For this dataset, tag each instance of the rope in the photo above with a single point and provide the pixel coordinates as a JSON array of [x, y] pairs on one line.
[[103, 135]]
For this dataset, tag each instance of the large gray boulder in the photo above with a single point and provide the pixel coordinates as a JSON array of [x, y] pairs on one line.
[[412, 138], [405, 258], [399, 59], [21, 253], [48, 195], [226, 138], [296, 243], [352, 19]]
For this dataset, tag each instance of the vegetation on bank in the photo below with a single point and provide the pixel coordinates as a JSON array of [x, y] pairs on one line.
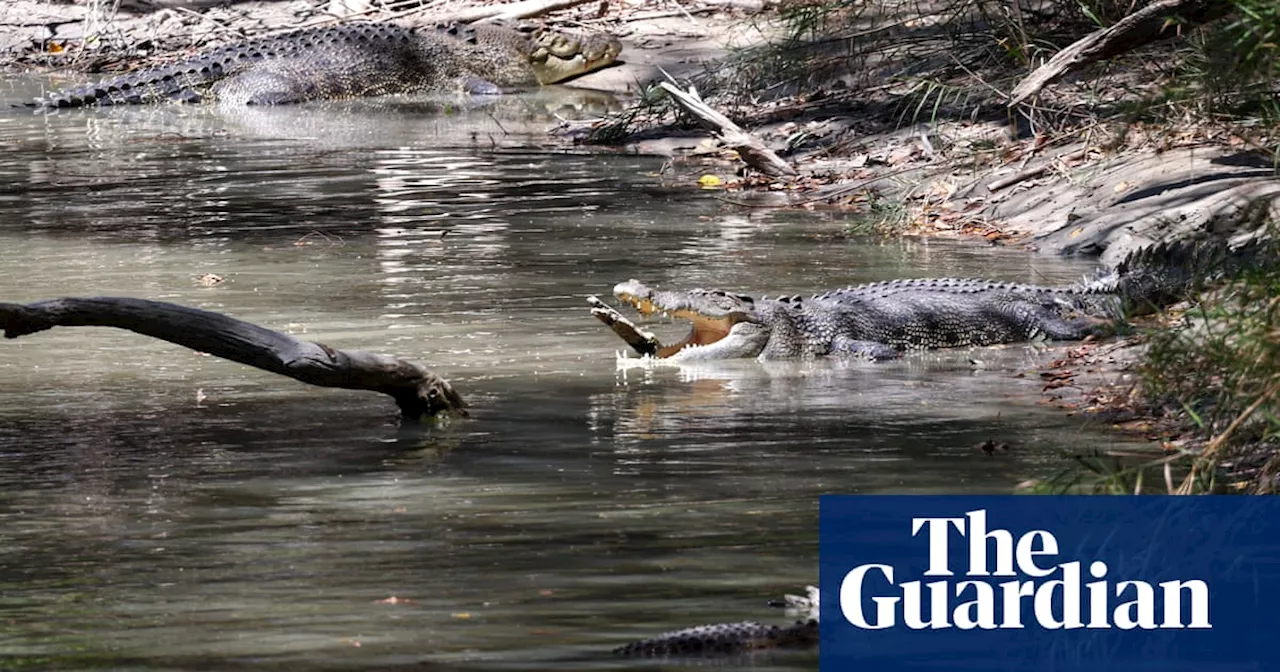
[[1217, 370], [1211, 374], [1208, 384], [909, 62]]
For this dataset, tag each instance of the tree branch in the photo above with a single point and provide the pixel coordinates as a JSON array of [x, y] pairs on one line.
[[419, 392], [1142, 27]]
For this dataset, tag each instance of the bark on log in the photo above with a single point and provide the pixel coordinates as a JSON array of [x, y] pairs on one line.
[[748, 146], [419, 392], [1142, 27]]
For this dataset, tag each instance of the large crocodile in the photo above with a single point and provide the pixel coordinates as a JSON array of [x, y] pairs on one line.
[[355, 60], [882, 320], [741, 638]]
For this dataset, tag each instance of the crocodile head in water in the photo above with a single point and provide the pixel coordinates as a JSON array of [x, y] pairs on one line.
[[553, 55], [725, 324], [557, 56]]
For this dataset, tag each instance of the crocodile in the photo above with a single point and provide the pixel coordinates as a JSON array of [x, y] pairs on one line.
[[883, 320], [355, 60], [743, 638]]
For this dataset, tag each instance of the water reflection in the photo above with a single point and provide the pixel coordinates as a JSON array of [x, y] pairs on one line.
[[160, 510]]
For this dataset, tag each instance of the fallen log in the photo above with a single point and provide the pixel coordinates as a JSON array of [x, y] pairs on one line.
[[749, 147], [525, 9], [419, 392], [1153, 22]]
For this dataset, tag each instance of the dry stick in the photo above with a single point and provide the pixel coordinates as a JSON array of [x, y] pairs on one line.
[[524, 9], [419, 392], [1032, 172], [833, 193], [750, 149], [1137, 30]]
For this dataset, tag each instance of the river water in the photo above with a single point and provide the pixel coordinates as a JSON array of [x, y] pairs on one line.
[[160, 510]]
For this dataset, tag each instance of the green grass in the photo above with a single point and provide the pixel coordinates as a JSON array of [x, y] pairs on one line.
[[1220, 370]]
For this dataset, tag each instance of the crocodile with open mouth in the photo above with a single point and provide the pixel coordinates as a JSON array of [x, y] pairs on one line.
[[355, 60], [882, 320]]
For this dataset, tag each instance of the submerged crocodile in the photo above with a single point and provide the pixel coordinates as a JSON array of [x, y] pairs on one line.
[[882, 320], [355, 60], [743, 638]]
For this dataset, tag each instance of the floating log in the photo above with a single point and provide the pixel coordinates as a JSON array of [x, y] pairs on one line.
[[419, 392]]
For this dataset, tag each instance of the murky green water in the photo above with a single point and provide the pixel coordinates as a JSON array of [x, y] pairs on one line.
[[160, 510]]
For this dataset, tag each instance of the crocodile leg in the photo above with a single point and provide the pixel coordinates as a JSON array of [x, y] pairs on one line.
[[863, 348]]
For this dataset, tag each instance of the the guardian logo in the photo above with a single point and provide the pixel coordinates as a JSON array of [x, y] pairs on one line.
[[1014, 583]]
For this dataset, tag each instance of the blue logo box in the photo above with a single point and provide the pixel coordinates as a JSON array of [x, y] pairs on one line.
[[1050, 584]]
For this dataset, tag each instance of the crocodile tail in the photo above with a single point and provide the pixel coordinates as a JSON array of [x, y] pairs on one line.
[[1160, 275], [723, 639]]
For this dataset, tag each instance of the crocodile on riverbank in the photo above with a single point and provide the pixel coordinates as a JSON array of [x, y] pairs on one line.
[[882, 320], [355, 60], [722, 639]]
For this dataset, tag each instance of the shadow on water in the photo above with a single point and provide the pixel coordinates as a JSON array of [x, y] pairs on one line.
[[160, 510]]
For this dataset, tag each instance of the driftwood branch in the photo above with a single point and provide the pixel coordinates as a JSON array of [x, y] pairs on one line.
[[525, 9], [1148, 24], [419, 392], [1036, 170], [748, 146]]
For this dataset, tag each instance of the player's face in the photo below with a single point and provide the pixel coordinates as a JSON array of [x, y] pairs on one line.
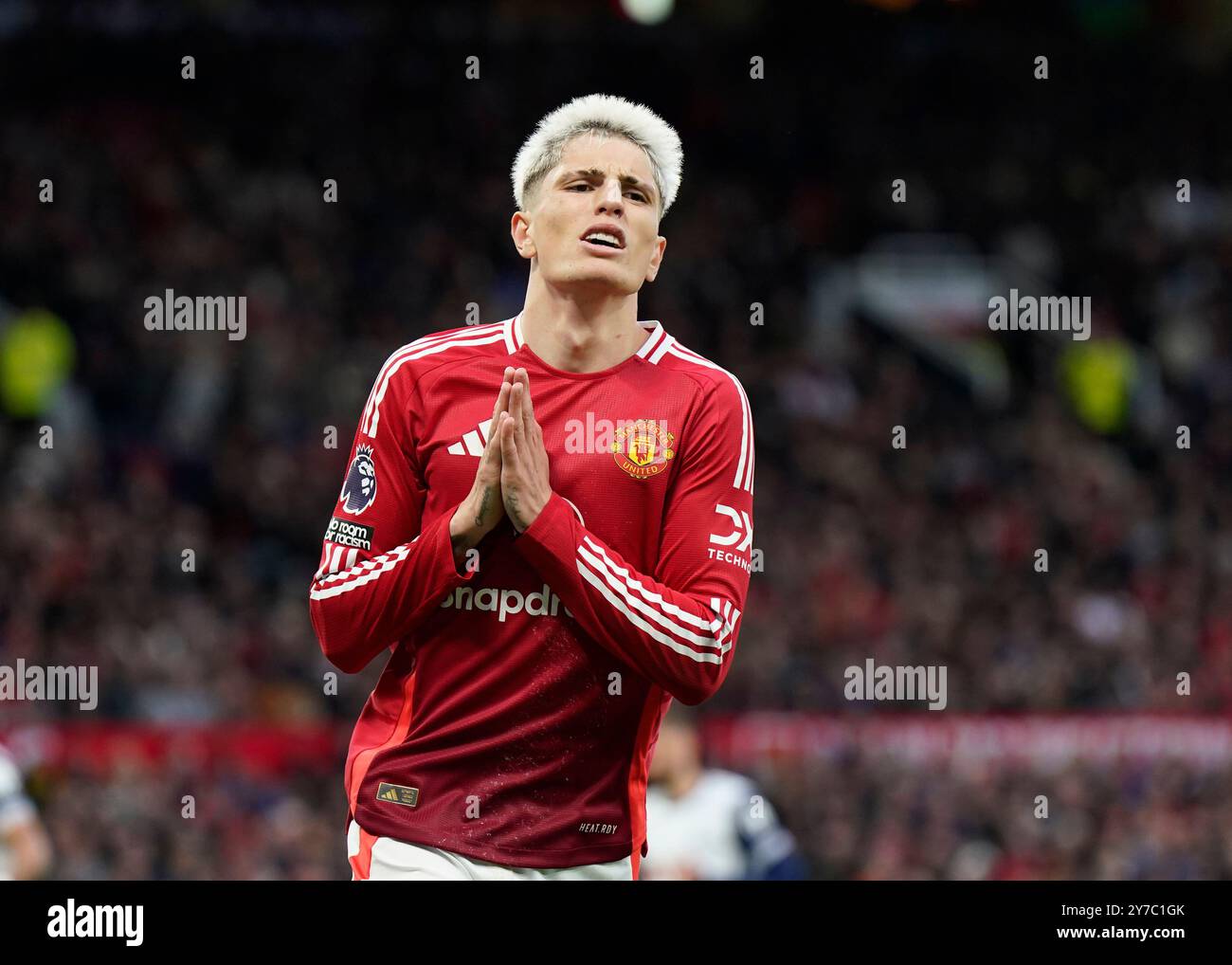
[[570, 202]]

• **WHAT THE EXERCISE ASKS**: Reproduce every line precisely as given, omitting all pictures.

• **IN RESPONSE**:
For this dataset, tag each instance of the rope in the photo above with a single point and provide the pixel coordinates as a JSON array of [x, y] pairs on one line.
[[103, 135]]
For this dataset, tag each instance of the large gray boulder in the photo above with a single point and provide the pixel coordinates as a JSON array of [x, y] pairs on one line.
[[412, 138], [405, 258], [399, 59], [21, 253], [48, 195], [226, 138], [296, 243], [352, 19]]
For this dataset, tag each instance of the vegetation on bank in the photo below with a single point and provide the pixel coordinates as a JSON array of [x, y] pairs on one line.
[[1217, 370], [1211, 374], [1208, 384], [909, 62]]
For this dataset, tag each instance of the tree branch in the photo above with a single point and provide the pixel coordinates as a JSON array of [x, y] pairs on one line.
[[419, 392], [1142, 27]]
For this dataset, tag each instance of the bark on log in the photo above with a single point and provide the pixel coordinates as a JSON array of [x, y] pairs on one line.
[[748, 146], [419, 392], [1142, 27]]
For this dataset, tag each instance of the large crocodile in the photo above with a single point and provide the pixel coordinates as a JSON array of [x, y] pairs on one line.
[[355, 60], [882, 320], [741, 638]]
For this dataset, tag each instance of the crocodile head in water in the photo above with a single point and provide the pixel coordinates as a JSON array of [x, y] pairs on one line.
[[553, 55], [725, 324], [557, 56]]
For this dataset, tag each instance of the crocodile in the photo above with a single point and provide the pixel coordinates as a JSON array of [x, y] pairs on one line.
[[883, 320], [355, 60], [743, 638]]
For this dataset, tag each instance of the water reflection in the photo above with a single point and provide the pixel coordinates as a JSON array of [x, y] pairs on one line.
[[160, 510]]
For this dataset, tag each instance of the fallen log in the photo above with a single point and provide the pixel coordinates as a JSON array of [x, y] pairs on one line.
[[749, 147], [525, 9], [419, 392], [1153, 22]]
For this dataset, tag each instance of the dry stick in the photo above with a single point and provide the pixel coordinates as a JSON array of [x, y] pairs on one line.
[[524, 9], [419, 392], [1032, 172], [833, 193], [750, 149], [1137, 30]]
For this dataset, tag each instance of the river water in the photo above with a single point and provide the pixel coordinates as a JSON array of [x, y] pairs on one line.
[[160, 510]]
For this dataset, tag each instance of the green grass in the photo above with a single point and provide the pixel coordinates as a JSON array of [x, y] pairs on one line.
[[1220, 370]]
For this dataset, tag each instance of the crocodile with open mouth in the photo above with a single point and provide the pixel coordinates as a JSON array of [x, y] pairs on one line.
[[355, 60], [882, 320]]
For this dataset, tag each instance of the submerged crocodile in the photo above with a single point and provide the pixel coordinates as a JSON array of [x, y] pairs on one line.
[[882, 320], [355, 60], [743, 638]]
For this dataset, tag each instance of the floating log in the photo above with a single point and provide the pixel coordinates as a JSON array of [x, y] pairs on one line.
[[419, 392]]
For this dataset, tag each instance of the murky green water in the photo above with a single point and provide the pixel coordinates as a JSON array of [x, y] pairs on one line.
[[160, 510]]
For this dataset, tag each instance of the crocodile leg in the photo above with a single point and provide the pixel coordinates as a JSON array of [x, y] pairs on one line.
[[863, 348]]
For this dataset, tag each instance of the the guardian logo in the photo above with a single point and provide the pixel coordinates as a JSON array of [x, y] pairs on one line.
[[1014, 583]]
For this dataset, tag each instance of the blue logo box in the photo above with a single point and provide the pixel coordinates as a JSON array of [x, y] pairs on one line.
[[1050, 584]]
For this dataset, tag each instance of the crocodile tail in the photo above with a single point and provide the pixel coordinates as a JSON array of [x, y] pairs on one line.
[[1160, 275], [723, 639]]
For this dataset, tag each instance of the crocodile on riverbank in the photo above with a single point and provide the pixel coordinates as a JSON array of [x, y] pairs on one line.
[[882, 320], [355, 60], [722, 639]]
For this dataset, tag each instance of the shadow on water in the photo above with a single point and provide the pixel coordinates as a JSON array of [x, y] pairs on one line.
[[160, 510]]
For this dataset, tag each instance of the driftwood branch in the photo above with a single point and provide the pixel coordinates as a JSON array of [x, y] pairs on one line.
[[525, 9], [1148, 24], [419, 392], [1036, 170], [748, 146]]
For this dataset, tag each instance of the player's face in the photo below with a single point and provide the pixel coordinates as a JSON array of [x, y] pairs on one line.
[[570, 202]]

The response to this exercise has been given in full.